• **Passage fourni**
************

On peut s’habiller comme on veut désormais, mais…

A condition d’avoir du style !

C’est un aspect très intéressant du capitalisme et qu’on peut tous remarquer. Avec le développement de forces productives dans les années 2000-2010, notamment l’intégration complète de la Chine dans le marché mondial, l’habillement a connu un changement de très grande ampleur.

Auparavant, les habits ne profitaient que peu de variété et on s’habillait avec relativement peu de marge de manœuvre. Les deux exceptions marquantes étaient les très riches consommant des produits de grande marque et les marginaux appartenant à des tribus aux looks bricolés bien délimités (punk, gothique, scène tag-rap, métalleux, etc.)

Désormais, plus rien ne veut rien dire, car n’importe qui peut acheter n’importe quoi et ne se prive pas de le porter. Aucune tribu ne peut profiter d’une réelle délimitation et, de toutes façons, personne n’en a plus rien à faire. On peut s’habiller comme on veut, mais il faut que cela corresponde, il faut que ce soit bien porté.

Le streetwear, avec ses marques produisant de manière créative et profitant du Portugal, du Mexique, du Vietnam, du Bangladesh, de la Chine, a révolutionné les codes de l’habillement. La première chose qu’on apprend dans une boutique dont les produits coûtent chers, c’est que l’habit ne fait pas le moine et que la personne qui a l’air très mal habillé selon tel ou tel critère peut en réalité être un vrai branché avec des habits coûtant une fortune.

Civilist (Berlin)

Quand on voit cela, on se dit : il y a un problème, c’est comme si d’un côté le socialisme avait gagné, et de l’autre qu’il avait été mangé par le capitalisme. Car c’est une des raisons de croire en le capitalisme, pour les gens. On peut s’habiller de mille manières, c’est donc bien que le capitalisme apporte quelque chose !

C’est en fait le socialisme qui aurait dû instaurer cela. En raison du retard de celui-ci à triompher, on doit donc supporter une mondialisation maintenue dans le cadre du capitalisme, porté par des petits-bourgeois dynamiques et entrepreneurs. Et cela ne fait justement pas non plus les affaires du capitalisme.

************

• **Données fournies**
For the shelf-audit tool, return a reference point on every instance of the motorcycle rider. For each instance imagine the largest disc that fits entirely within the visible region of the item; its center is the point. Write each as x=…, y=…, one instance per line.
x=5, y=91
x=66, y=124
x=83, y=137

************

• **Travail demandé**
**a)** Quel exemple de développement des forces productives dans les années 2000-2010 le texte sur l'habillement donne-t-il ?
**b)** Quels pays le texte sur l'habillement cite-t-il parmi ceux dont profitent les marques de streetwear ?
**c)** Rédigez la suite du texte sur l'habillement, à partir de sa dernière phrase.

• **Résultats de l'exercice**
**a)** L'intégration complète de la Chine dans le marché mondial.

**b)**
- Le Portugal
- Le Mexique
- Le Vietnam
- Le Bangladesh
- La Chine

**c)**
En effet, le capitalisme a besoin de maintenir une hiérarchie dans la production. Or, des styles à l’infini, c’est bien pour la consommation. C’est cependant bien dérangeant au niveau productif lorsqu’on a des gens qui croient vraiment qu’ils sont différents et qui n’en font qu’à leur tête, voire qu’à leur style.

Cela fait désordre, tout de même. Et c’est pour cela qu’une ville comme Paris voit la bourgeoisie, y compris bobo, faire un retour aux sources niveau habillement. Le streetwear s’efface pour laisser la place à une apparence qui ne dénoterait pas dans le Auteuil – Neuilly – Passy des années 1980.

Le contraste avec la possibilité, pour les prolétaires, de disposer de choses de qualité à bas prix, se transforme ici directement en contradiction.

Collaboration (ici pour enfant) à bas prix d’Adidas avec la marque finlandaise chic et de qualité Marimekko

Ce qui est en jeu ici, c’est de comprendre que le capitalisme a pour l’instant battu le socialisme, mais que les choses se retournent en leur contraire. Les gens prennent au pied de la lettre le style. Le prolétaire ne se laisse plus mettre de côté sur le plan vestimentaire. Et surtout, il n’y a plus une dimension réactionnaire comme par le passé à ce niveau.

Il a existé en effet, surtout parti d’Italie avec les « paninaro » des années 1980, mais aussi le mouvement « ultra » au football, tout une tentative de jeunes prolétaires de suivre la mode, avec une mentalité d’élite, de carriérisme vestimentaire, de consumérisme. C’était très réfléchi, très esthétisant.

Désormais, le rapport au style est de masse et s’il existe encore des courants marginaux dans la quête d’un look « décisif », tout cela est bien fini. On remarquera ici d’ailleurs que ces courants marginaux se trouvent surtout chez les petits-bourgeois « à gauche de la gauche », qui vivent dans les fétiches et l’entre-soi. Leur ghetto a des codes vestimentaires très marqués.

Les prolétaires n’en ont rien à faire. Pour eux, un style a un rapport avec la personne. Si c’est bien porté, alors c’est bien. Si c’est mal porté, alors c’est critiquable.

Iriedaily (Berlin)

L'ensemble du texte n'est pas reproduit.